*Text under study*

******************************

Well, the following story is one I hate even thinking about. In fact, for a year now I have been avoiding reading this whole story every time I see my dear friend post it on Facebook, well, like the plague. I had read just enough to know I didn't want to be sad at that time in my life to read anymore. Not wanting to add any reality to my otherwise selfish thought to make me forget how I am frustrated at the time. I say selfishly, now, only because that is how I am feeling after reading Donna's story. The things this poor girl and her family had to go through is heart breaking, and I feel selfish for avoiding the ugliness of it all. Now, I know, our situations are different than most wives out there. That I truly believe we need to avoid inundating our lives with negative sad stories, since we will already know more than the average. We need to be strong for our spouses and not be full of fear, because it immobilizes us. Once in a while, I think we all need to get some empathy for humanity in us, and all around us. The type that we can use for good, as in Donna's Good Things, that we should humble ourselves to share in another's pain. So we can see other people around us as they are.

******************************

Data excerpts
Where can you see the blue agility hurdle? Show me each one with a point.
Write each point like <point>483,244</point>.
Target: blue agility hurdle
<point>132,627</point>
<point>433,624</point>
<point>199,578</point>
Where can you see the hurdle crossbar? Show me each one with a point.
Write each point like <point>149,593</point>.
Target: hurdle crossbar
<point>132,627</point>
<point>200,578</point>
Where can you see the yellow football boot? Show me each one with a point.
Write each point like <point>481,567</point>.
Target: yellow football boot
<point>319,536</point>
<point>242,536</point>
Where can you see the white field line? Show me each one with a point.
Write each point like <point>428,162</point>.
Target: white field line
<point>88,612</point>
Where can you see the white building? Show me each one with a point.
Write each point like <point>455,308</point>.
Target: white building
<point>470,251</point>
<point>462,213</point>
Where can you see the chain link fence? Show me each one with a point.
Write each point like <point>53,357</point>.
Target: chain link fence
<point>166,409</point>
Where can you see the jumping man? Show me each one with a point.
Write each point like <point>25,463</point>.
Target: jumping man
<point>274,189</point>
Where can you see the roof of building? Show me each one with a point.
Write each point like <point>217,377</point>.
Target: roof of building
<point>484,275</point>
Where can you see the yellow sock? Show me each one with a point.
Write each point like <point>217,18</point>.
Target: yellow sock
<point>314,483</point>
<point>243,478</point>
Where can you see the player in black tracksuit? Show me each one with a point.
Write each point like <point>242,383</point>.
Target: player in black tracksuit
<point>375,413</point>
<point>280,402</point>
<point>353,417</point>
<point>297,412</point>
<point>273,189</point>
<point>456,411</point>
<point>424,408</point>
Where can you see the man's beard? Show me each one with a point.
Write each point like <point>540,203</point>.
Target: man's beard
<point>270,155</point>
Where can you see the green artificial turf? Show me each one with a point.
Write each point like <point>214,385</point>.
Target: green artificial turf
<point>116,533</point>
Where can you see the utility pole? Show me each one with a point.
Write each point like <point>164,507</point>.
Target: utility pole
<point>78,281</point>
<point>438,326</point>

******************************

*Exercise objective*
In the passage about Donna's story, for how long has the writer been avoiding reading it?

*Answer*
For a year.